/---

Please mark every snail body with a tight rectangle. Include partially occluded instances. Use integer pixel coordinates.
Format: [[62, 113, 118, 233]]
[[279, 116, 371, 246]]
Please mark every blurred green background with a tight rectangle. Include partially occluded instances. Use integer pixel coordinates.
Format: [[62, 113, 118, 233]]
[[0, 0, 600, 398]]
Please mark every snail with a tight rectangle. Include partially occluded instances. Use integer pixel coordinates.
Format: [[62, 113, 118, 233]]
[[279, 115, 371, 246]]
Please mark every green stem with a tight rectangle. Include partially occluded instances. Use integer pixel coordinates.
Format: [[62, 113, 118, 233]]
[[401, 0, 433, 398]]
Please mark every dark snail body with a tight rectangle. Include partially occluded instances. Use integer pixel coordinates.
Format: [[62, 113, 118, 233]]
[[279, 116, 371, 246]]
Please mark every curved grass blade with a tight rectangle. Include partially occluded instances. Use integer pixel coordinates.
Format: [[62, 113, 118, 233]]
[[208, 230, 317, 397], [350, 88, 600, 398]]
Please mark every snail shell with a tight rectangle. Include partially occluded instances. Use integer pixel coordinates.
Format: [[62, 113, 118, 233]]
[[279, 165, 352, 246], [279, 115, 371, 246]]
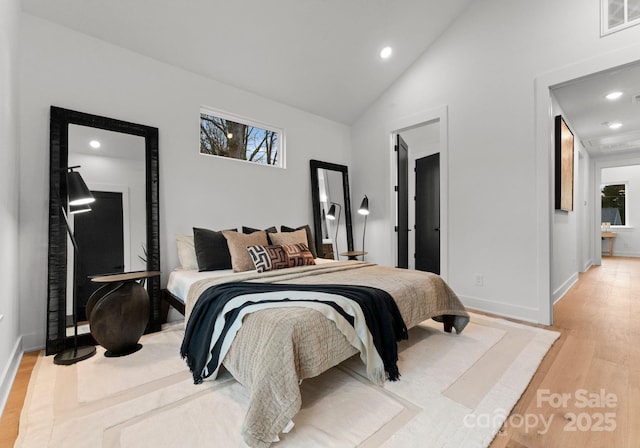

\---

• WHAT IS EXPECTED
Can you turn all of the lines above into a numbered list, skipping any blank lines and leaving the pictures out?

• RESULT
1. Please mark every snail body with a tight rectangle. Include partially occluded instances. Use integer pixel coordinates.
2. Format: [[62, 113, 118, 233]]
3. [[279, 116, 371, 246]]
4. Please mark every blurred green background with a tight rectangle. Include partially occluded instances. Use integer pixel coordinates.
5. Format: [[62, 113, 118, 233]]
6. [[0, 0, 600, 398]]
7. Please mark every snail with a tight rectangle. Include partially occluded instances. Use integer pixel coordinates.
8. Format: [[62, 113, 118, 233]]
9. [[279, 115, 371, 246]]
10. Please mark every green stem with a tight rectangle. Include partially occluded instances. Use integer pixel coordinates.
11. Format: [[62, 113, 118, 233]]
12. [[401, 0, 433, 398]]
13. Please mark every dark snail body with a tight rectangle. Include partially occluded instances. Use integer pixel coordinates.
14. Format: [[62, 113, 118, 233]]
15. [[279, 116, 371, 246]]
16. Please mark every curved grass blade with a tight rectangle. Include partially occluded instances. Use integer pixel coordinates.
17. Format: [[62, 113, 118, 233]]
18. [[208, 230, 317, 397], [350, 88, 600, 398]]
19. Please mark every snail shell with a tight rectangle. Include partially occluded instances. Use integer pixel coordinates.
20. Format: [[62, 113, 118, 233]]
21. [[279, 165, 352, 246], [279, 115, 371, 246]]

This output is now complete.